L’été est propice aux lectures et s’il n’y avait qu’un livre à lire cette année en économie, c’est celui de l’économiste français Thomas Piketty intitulé Le Capital au 21e siècle.

Le livre a encore fait plus de bruit depuis qu’il a été édité en anglais et ce jeune économiste français est devenu la coqueluche des médias américains. La raison en est simple: lorsqu’on écoute les économistes américains, ils disent souvent que malgré tous ses défauts, la société américaine permet encore le rêve américain. Autrement dit, c’est le pays où l’ascenseur social fonctionnerait le mieux, le pays où le talent et le mérite seraient le mieux récompensé. Sauf que Piketty, en plusieurs centaines de pages, avec des tas de tableaux et graphiques historiques, démontre que c’est totalement faux !

Primo, si c’était sans doute le cas hier, ce n’est plus le cas aujourd’hui. Sinon comment expliquer, pour ne donner qu’un seul exemple (1), que les 25 gestionnaires de fonds d’investissement parmi les mieux rémunérés aux Etats-Unis ont gagné en 2013 environ 16 milliards d’euros, soit plus de deux fois le revenu cumulé de 150.000 enseignants de maternelle aux Etats-Unis. Donc, si la rétribution sociale est uniquement fonction des mérites des uns et des autres, comme le disent ces économistes, cela voudrait dire qu’un gestionnaire de fonds d’investissement vaut… 17.000 professeurs d’école maternelle ! Est-ce l’avis des parents ou des professeurs ? La question mérite d’être posée !

**Entrées fournies**
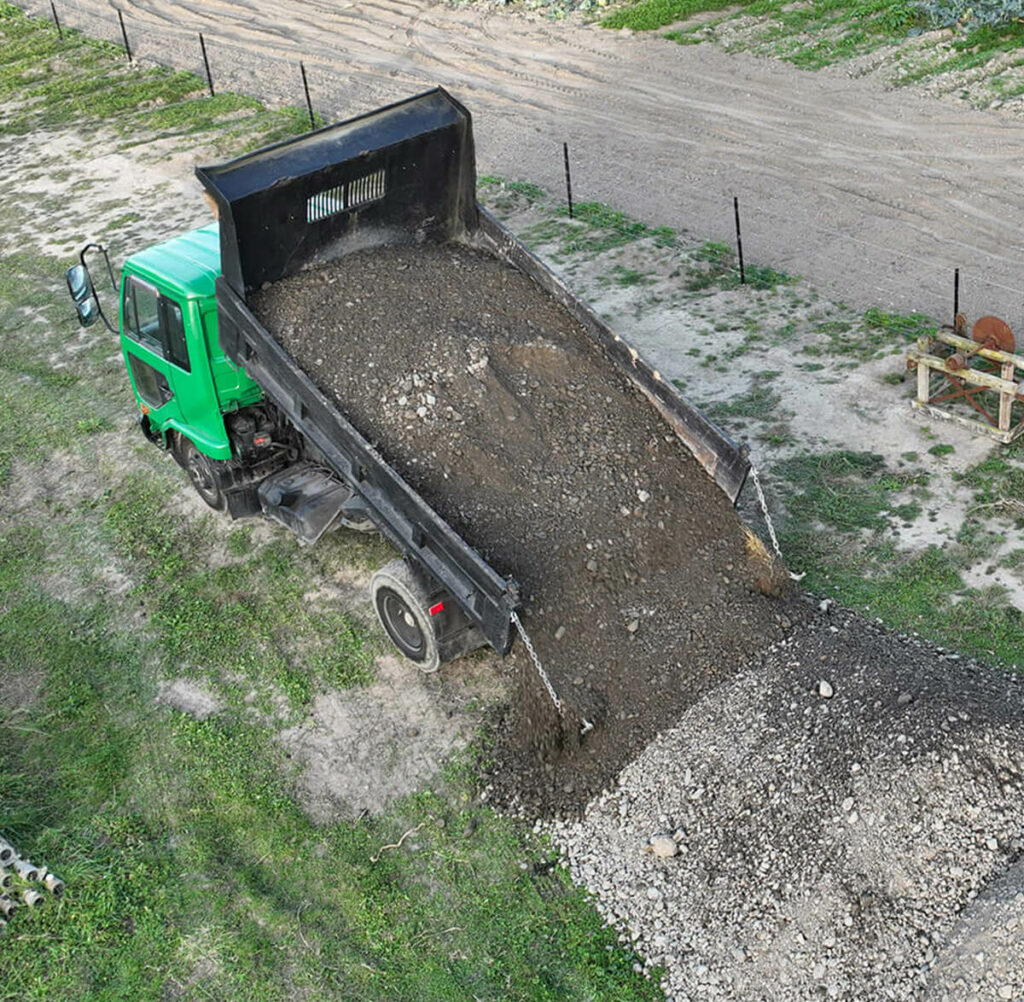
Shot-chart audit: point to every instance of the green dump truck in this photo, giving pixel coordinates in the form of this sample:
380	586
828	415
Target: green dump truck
219	393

**Consigne**
Recopiez mot pour mot la partie de l’extrait sur Le Capital au 21e siècle qui commence par « Primo, si c’était » et se poursuit jusqu’à « d’être posée ! ».

**Réponse attendue**
Primo, si c’était sans doute le cas hier, ce n’est plus le cas aujourd’hui. Sinon comment expliquer, pour ne donner qu’un seul exemple (1), que les 25 gestionnaires de fonds d’investissement parmi les mieux rémunérés aux Etats-Unis ont gagné en 2013 environ 16 milliards d’euros, soit plus de deux fois le revenu cumulé de 150.000 enseignants de maternelle aux Etats-Unis. Donc, si la rétribution sociale est uniquement fonction des mérites des uns et des autres, comme le disent ces économistes, cela voudrait dire qu’un gestionnaire de fonds d’investissement vaut… 17.000 professeurs d’école maternelle ! Est-ce l’avis des parents ou des professeurs ? La question mérite d’être posée !